### Problem to solve
Turn the data below into a JSON list of strings, with one string for each line and no blank lines.

_____

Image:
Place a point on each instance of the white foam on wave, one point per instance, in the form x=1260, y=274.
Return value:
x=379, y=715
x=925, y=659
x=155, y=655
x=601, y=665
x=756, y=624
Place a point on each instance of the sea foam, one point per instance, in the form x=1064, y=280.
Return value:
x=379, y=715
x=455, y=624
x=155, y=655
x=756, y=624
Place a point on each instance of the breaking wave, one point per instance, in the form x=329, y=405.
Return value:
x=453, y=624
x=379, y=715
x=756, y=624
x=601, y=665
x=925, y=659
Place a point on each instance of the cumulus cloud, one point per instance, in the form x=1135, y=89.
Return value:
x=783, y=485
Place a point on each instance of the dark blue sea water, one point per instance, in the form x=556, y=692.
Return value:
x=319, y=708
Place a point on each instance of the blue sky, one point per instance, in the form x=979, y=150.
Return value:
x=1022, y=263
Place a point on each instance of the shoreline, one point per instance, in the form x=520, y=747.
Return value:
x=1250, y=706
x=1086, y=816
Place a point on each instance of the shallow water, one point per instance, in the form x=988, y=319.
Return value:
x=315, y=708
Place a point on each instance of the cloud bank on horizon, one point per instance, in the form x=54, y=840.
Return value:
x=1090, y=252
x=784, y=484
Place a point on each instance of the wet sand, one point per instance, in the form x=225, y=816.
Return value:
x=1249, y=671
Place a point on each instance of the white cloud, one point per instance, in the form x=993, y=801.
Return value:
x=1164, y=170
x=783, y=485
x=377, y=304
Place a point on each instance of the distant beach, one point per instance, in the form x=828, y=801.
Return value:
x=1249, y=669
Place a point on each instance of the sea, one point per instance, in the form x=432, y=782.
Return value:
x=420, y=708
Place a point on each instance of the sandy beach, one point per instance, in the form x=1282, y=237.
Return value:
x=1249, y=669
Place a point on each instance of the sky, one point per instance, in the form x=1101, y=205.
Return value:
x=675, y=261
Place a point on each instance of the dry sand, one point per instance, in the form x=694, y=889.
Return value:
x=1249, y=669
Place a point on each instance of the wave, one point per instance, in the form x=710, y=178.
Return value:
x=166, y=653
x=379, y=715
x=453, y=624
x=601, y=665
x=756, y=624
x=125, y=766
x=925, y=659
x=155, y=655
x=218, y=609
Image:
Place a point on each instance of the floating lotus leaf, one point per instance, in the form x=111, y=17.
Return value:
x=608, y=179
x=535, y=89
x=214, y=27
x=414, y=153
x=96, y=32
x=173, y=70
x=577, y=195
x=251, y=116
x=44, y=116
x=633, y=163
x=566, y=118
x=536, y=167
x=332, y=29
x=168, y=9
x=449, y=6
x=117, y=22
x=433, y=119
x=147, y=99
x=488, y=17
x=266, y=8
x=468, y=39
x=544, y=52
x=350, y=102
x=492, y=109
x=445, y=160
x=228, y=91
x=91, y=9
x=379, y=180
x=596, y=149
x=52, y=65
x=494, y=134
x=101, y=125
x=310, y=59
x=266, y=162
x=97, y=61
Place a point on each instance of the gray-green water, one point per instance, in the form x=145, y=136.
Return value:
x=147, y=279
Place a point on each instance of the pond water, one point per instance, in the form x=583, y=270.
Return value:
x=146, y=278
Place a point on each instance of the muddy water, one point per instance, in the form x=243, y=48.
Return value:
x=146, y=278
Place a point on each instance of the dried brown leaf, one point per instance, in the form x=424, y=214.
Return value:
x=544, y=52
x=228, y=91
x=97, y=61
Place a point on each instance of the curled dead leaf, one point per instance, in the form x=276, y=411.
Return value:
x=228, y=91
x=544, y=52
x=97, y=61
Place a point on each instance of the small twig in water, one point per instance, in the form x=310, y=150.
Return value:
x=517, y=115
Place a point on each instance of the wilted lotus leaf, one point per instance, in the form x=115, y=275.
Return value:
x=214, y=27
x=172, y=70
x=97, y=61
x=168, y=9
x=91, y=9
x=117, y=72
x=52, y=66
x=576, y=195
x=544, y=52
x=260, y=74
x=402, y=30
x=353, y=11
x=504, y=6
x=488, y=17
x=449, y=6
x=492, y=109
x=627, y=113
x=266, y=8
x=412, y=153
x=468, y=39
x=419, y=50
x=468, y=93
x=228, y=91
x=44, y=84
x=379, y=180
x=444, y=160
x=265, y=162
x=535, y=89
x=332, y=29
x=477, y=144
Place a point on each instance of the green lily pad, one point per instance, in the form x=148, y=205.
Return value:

_____

### Result of this exercise
[
  "Image:",
  "Place a point on each instance of the white foam on wave, one point per instance, in the form x=1260, y=274.",
  "Return value:",
  "x=379, y=715",
  "x=925, y=659",
  "x=155, y=655",
  "x=601, y=665",
  "x=756, y=624",
  "Place a point on each instance of the sea foam, one point per instance, in the form x=1064, y=280.",
  "Return value:",
  "x=379, y=715",
  "x=455, y=624",
  "x=155, y=655",
  "x=756, y=624",
  "Place a point on each instance of the breaking wave, one point per instance, in the form x=329, y=405.",
  "Return value:",
  "x=453, y=624",
  "x=379, y=715",
  "x=756, y=624",
  "x=601, y=665",
  "x=925, y=659",
  "Place a point on each instance of the cumulus cloud, one point per instance, in the form x=1135, y=89.",
  "Return value:",
  "x=783, y=485",
  "Place a point on each instance of the dark blue sea water, one point per instance, in the form x=556, y=692.",
  "Return value:",
  "x=319, y=708",
  "Place a point on each instance of the blue sky, one point per instance, in the form x=979, y=150.",
  "Return value:",
  "x=1022, y=263",
  "Place a point on each instance of the shoreline, one point per instance, in the form x=520, y=747.",
  "Return value:",
  "x=1250, y=706",
  "x=1086, y=816",
  "Place a point on each instance of the shallow water, one point per instance, in the form x=988, y=319.",
  "Return value:",
  "x=315, y=708",
  "Place a point on each instance of the cloud bank on horizon, one point per instance, in the form x=54, y=840.",
  "Return value:",
  "x=1090, y=252",
  "x=784, y=484",
  "Place a point on each instance of the wet sand, one point per instance, in the form x=225, y=816.",
  "Return value:",
  "x=1249, y=671",
  "Place a point on each instance of the white cloud, one point per instance, in the form x=993, y=801.",
  "Return value:",
  "x=1164, y=170",
  "x=783, y=485",
  "x=377, y=304",
  "Place a point on each instance of the distant beach, one point per instance, in the form x=828, y=801.",
  "Return value:",
  "x=1249, y=669",
  "Place a point on each instance of the sea, one point per instance, in the form x=432, y=782.",
  "Return value:",
  "x=420, y=708",
  "Place a point on each instance of the sandy beach, one point per instance, in the form x=1282, y=237.",
  "Return value:",
  "x=1249, y=669",
  "Place a point on each instance of the sky, one point per instance, in the form x=1101, y=205.",
  "Return value:",
  "x=675, y=261",
  "Place a point on each instance of the dry sand, one point per instance, in the form x=694, y=889.",
  "Return value:",
  "x=1249, y=669",
  "Place a point on each instance of the wave, one point per instance, in the form x=710, y=178.",
  "Return value:",
  "x=166, y=653",
  "x=379, y=715",
  "x=453, y=624",
  "x=601, y=665",
  "x=756, y=624",
  "x=125, y=766",
  "x=925, y=659",
  "x=155, y=655",
  "x=218, y=609",
  "Image:",
  "Place a point on each instance of the floating lotus leaf, one point per instance, in the form x=111, y=17.",
  "Return value:",
  "x=608, y=179",
  "x=535, y=89",
  "x=214, y=27",
  "x=414, y=153",
  "x=96, y=32",
  "x=173, y=70",
  "x=577, y=195",
  "x=251, y=116",
  "x=44, y=116",
  "x=633, y=163",
  "x=566, y=118",
  "x=536, y=167",
  "x=332, y=29",
  "x=168, y=9",
  "x=449, y=6",
  "x=117, y=22",
  "x=433, y=119",
  "x=147, y=99",
  "x=488, y=17",
  "x=266, y=8",
  "x=468, y=39",
  "x=544, y=52",
  "x=350, y=102",
  "x=492, y=109",
  "x=445, y=160",
  "x=228, y=91",
  "x=91, y=9",
  "x=379, y=180",
  "x=596, y=149",
  "x=52, y=65",
  "x=494, y=134",
  "x=101, y=125",
  "x=310, y=59",
  "x=266, y=162",
  "x=97, y=61",
  "Place a point on each instance of the gray-green water, one point per instance, in the form x=145, y=136.",
  "Return value:",
  "x=147, y=279",
  "Place a point on each instance of the pond water, one point per instance, in the form x=583, y=270.",
  "Return value:",
  "x=146, y=278",
  "Place a point on each instance of the muddy water, one point per instance, in the form x=243, y=48.",
  "Return value:",
  "x=146, y=278",
  "Place a point on each instance of the dried brown leaf, one point per instance, in the form x=424, y=214.",
  "Return value:",
  "x=544, y=52",
  "x=228, y=91",
  "x=97, y=61",
  "Place a point on each instance of the curled dead leaf, one point per instance, in the form x=276, y=411.",
  "Return value:",
  "x=228, y=91",
  "x=544, y=52",
  "x=97, y=61",
  "Place a point on each instance of the small twig in water, one point per instance, in the form x=310, y=150.",
  "Return value:",
  "x=517, y=115",
  "Place a point on each instance of the wilted lotus leaf, one point per instance, in the form x=115, y=275.",
  "Return value:",
  "x=214, y=27",
  "x=172, y=70",
  "x=97, y=61",
  "x=168, y=9",
  "x=91, y=9",
  "x=117, y=72",
  "x=52, y=66",
  "x=576, y=195",
  "x=544, y=52",
  "x=260, y=74",
  "x=402, y=30",
  "x=353, y=11",
  "x=504, y=6",
  "x=488, y=17",
  "x=449, y=6",
  "x=492, y=109",
  "x=627, y=113",
  "x=266, y=8",
  "x=412, y=153",
  "x=468, y=39",
  "x=419, y=50",
  "x=468, y=93",
  "x=228, y=91",
  "x=44, y=84",
  "x=379, y=180",
  "x=444, y=160",
  "x=265, y=162",
  "x=535, y=89",
  "x=332, y=29",
  "x=477, y=144",
  "Place a point on each instance of the green lily pad, one point per instance, in the form x=148, y=205.",
  "Return value:"
]